[ACTIVITIES]
(a) In the forum post, copy out word for word the passage starting at "Hi there hope" and ending at "bear with me.".
(b) List every way the forum post says the ex wife kept away from or ignored the writer and her partner.
(c) Continue the forum post about bringing the partner's daughter to the UK, starting after its last sentence.

[TEXT SHOWN]
******************************

Hi there hope you are all well. I am new to this please excuse me i just really need some help and advice i really am at a loss and do not know what else to do, this maybe a long one please bear with me.

My partner and i have been together 4 years, prior to this my partner married a Thai lady and left to come back to England after finding out some things. They have a daughter together who is now 7 years old. Since being back in the UK we have sent vast amounts of money and whenever we have wanted to visit his daughter she would move and not tell us where they were, we had many calls for big hospital bills and emergency's. His ex wife finally agreed that being in the UK was best for there daughter as we could support her better and his daughter wants to come. Last year we were arranging this when we had a call from his ex wife stating that she wanted a big amount of money for a gambling debt and if we could not send it she would kill there daughter a threat we took seriously. What would you not do for your daughter? Well he did something he shouldn't of and ended up in prison last year. Since then i have tirelessly tried everything i can to bring his daughter to the UK, something his ex wife says she wants but she never does anything i ask or turns her phone of for weeks at a time and wont return emails.

******************************

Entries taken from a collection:
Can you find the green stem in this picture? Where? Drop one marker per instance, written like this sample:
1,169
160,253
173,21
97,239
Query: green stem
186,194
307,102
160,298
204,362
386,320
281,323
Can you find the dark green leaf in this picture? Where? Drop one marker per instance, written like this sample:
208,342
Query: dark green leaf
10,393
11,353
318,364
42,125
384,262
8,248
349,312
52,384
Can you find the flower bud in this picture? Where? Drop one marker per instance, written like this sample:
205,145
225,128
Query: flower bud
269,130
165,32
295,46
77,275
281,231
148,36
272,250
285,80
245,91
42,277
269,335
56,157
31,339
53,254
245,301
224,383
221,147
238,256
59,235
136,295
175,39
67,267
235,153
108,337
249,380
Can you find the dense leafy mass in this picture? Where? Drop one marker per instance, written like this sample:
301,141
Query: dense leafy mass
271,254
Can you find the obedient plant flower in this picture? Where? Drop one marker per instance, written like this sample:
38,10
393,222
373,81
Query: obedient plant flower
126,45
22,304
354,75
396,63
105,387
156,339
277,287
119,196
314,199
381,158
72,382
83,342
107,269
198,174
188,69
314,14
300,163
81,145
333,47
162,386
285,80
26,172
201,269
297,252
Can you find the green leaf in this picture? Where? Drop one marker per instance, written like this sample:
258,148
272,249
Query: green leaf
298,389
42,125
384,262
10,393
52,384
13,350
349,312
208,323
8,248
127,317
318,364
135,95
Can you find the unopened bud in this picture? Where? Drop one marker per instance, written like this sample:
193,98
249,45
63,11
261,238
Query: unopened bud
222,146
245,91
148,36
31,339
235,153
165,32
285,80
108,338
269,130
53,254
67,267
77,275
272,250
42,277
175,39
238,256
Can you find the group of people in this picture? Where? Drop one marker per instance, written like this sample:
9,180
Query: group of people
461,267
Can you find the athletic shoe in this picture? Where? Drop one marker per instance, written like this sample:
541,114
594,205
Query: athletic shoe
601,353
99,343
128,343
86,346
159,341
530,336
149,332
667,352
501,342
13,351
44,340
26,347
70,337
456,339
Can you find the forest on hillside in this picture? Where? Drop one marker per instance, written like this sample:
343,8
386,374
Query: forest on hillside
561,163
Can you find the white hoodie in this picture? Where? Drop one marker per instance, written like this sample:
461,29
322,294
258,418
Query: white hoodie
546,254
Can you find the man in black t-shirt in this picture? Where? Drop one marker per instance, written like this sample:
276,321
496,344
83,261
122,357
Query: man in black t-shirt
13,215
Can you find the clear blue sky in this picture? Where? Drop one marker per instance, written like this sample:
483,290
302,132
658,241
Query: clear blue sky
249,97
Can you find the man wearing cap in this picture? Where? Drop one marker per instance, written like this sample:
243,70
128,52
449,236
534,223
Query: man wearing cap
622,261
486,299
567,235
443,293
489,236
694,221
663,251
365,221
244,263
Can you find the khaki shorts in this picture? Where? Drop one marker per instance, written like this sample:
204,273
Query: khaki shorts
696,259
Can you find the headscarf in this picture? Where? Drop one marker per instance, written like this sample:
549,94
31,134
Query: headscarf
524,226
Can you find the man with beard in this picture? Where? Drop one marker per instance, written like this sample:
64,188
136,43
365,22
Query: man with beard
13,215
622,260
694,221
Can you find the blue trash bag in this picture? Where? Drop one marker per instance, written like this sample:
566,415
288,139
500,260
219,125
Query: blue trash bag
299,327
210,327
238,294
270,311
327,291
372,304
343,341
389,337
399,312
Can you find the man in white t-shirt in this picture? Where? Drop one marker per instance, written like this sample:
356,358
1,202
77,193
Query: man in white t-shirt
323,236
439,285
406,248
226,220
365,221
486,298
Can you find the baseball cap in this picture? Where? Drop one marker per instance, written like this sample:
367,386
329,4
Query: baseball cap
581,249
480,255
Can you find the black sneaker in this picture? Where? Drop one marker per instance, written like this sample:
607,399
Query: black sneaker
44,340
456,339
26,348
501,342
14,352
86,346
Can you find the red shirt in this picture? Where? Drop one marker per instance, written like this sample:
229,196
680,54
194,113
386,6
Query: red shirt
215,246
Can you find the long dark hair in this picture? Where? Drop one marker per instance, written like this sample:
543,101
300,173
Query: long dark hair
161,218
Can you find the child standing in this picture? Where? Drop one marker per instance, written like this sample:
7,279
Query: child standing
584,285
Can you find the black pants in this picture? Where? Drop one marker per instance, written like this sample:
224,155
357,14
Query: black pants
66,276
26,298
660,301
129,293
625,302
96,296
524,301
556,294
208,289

******************************

[ANSWERS TO THE EXERCISE]
(a)
Hi there hope you are all well. I am new to this please excuse me i just really need some help and advice i really am at a loss and do not know what else to do, this maybe a long one please bear with me.

(b)
- Moved and didn't tell them where she and the daughter were whenever they wanted to visit
- Never does anything the writer asks
- Turns her phone off for weeks at a time
- Won't return emails

(c)
My questions are many i am sorry.

How do i obtain a copy of his daughters birth certificate? It was not registered with the embassy.

What do i need to complete a passport application?

Can i legally bring her back here, her dad is a British citizen as am i.

I am trying desperately to obtain a copy of there marriage certificate something she keep's promising to fax but doesn't do. My partner paid to register it with the GRO office but having done a trace they cannot find it and he cannot remember the name of the office they married at in Bangkok.

I have sat up night upon night trying to figure this mess out, i do not have allot of money due to my partner being in prison and paying to support his daughter and live myself. I have emailed every office i can think of and they pass me to another one and so on no one seem's to listen or give me the advice i need.

Please can someone answer even one of my questions? I am starting to feel really depressed about the whole thing and do not know where to turn next, i am tired and cannot cope with the worry of her safety any more, she gets sick all the time and i feel so helpless.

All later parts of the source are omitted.